しかし振り返ると、モールを回る順番が完全に逆だったんですね。。。
ソファの積み込みを応援してくれた夫婦の車に追いつきました。
こちらに気づいていたみたいで、
交差点での別れ際、窓から大きく手を振りながら去って行きました。
帰路ロサンゼルスへ。
遊園地のあたりで少し混雑。
スピード、ファンタジー、電飾、音楽、色彩、
そしてどこかシュールな雰囲気、
遊園地には自分の好きなものがぜんぶある。
子供の頃から好きで、それはそうだとしても、
この歳になった今でも大好きな自分がおかしくなる。
いや、ほんとに好きで、住めるものなら住みたいくらいなのです(笑)
アンティークが好きな気持ちともだぶんどこかでリンクするんだろうな。
バックミラーに映るソファの、何とも言えない色や雰囲気に魅せられながら
そんなことを考えたりしていました。
アメリカ買い付け紀行『いちばん暑かった日』
7月6日から14日までアメリカ買い付けでした。
アメリカ西部、熱波だと聞いておりましたが
南カリフォルニアも暑かったです。。
土曜日、とくに暑いと言われる内陸の町へ。
住民は日中の外出はままならないのか
ひとつめの目的地に着くと、町はゴーストタウンと化していました。
オールドタウンに古くて瀟洒なリゾートホテルがあり
そこだけが唯一、観光で来た車の出入りで混雑をしていて、
町とホテルのそのコントラストが、なんだか白昼夢のようで異質でした。
こんなのを皮切りに、
この日はバンの荷台にいっぱい、たくさんの品物を集めることが出来ました。
ここは「マダムたちのフリーマーケット」で知り合ったディーラーがオープさせたショップ兼ウエアハウス。
いつもなら賑わっているはずの店内も、人影なし。
「あなた、さいきんフリーマーケットで見ないじゃない」
カウンターに座り、バケツくらい大きな紙コップに刺さったストローで中のドリンクを飲み続けていたマダムが
私に気づいてそう言いました。
いちど行きそびれたら、それ以来タイミングが合わなくなってしまった・・と答えると、
「じゃあ、この次ね」と。
しばしば慣習で発せられる「NEXT TIME」 のことば。
いつも嬉しい気持ちにさせてくれる。
「暑いわね・・・」と、今度はエアコンのきいた店内に扇風機まで回し始めるマダム。
私が来る少し前まで倉庫で作業していたから、暑くてたまらないのだそう。
大きなテーブルも買うことに。

————

_課題文_
アメリカ買い付け紀行の抜粋を、「いや、ほんとに好きで、住めるものなら住みたいくらいなのです(笑)」を含む語句から書き始め、「土曜日、とくに暑いと言われる内陸の町へ。」の直後で止めて、一字も変えずに書き写すこと。 記録は参照しなくてよい。

_記録データ_
————

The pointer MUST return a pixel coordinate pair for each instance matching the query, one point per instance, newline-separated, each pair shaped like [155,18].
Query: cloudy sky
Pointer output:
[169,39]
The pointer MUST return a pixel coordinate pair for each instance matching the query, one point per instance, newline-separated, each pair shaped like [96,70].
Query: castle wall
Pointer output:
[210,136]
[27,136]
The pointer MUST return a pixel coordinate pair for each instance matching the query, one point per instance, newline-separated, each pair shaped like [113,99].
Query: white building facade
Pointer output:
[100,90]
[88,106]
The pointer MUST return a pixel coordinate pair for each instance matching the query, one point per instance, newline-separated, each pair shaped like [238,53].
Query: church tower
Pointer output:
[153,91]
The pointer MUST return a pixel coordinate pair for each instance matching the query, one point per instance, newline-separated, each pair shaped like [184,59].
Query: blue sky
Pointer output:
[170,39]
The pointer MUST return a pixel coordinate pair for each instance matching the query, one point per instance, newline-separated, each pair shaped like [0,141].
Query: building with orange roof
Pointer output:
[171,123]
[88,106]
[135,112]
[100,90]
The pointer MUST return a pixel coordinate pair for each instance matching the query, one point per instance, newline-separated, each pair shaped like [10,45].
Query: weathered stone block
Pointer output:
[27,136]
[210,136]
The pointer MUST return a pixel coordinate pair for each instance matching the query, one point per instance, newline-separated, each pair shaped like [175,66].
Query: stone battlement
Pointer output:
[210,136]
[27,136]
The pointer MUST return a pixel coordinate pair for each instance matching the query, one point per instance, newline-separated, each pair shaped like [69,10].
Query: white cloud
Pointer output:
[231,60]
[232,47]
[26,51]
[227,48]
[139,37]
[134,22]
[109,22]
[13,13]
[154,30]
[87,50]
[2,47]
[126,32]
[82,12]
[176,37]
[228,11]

————

_この課題の解答_
いや、ほんとに好きで、住めるものなら住みたいくらいなのです(笑)
アンティークが好きな気持ちともだぶんどこかでリンクするんだろうな。
バックミラーに映るソファの、何とも言えない色や雰囲気に魅せられながら
そんなことを考えたりしていました。
アメリカ買い付け紀行『いちばん暑かった日』
7月6日から14日までアメリカ買い付けでした。
アメリカ西部、熱波だと聞いておりましたが
南カリフォルニアも暑かったです。。
土曜日、とくに暑いと言われる内陸の町へ。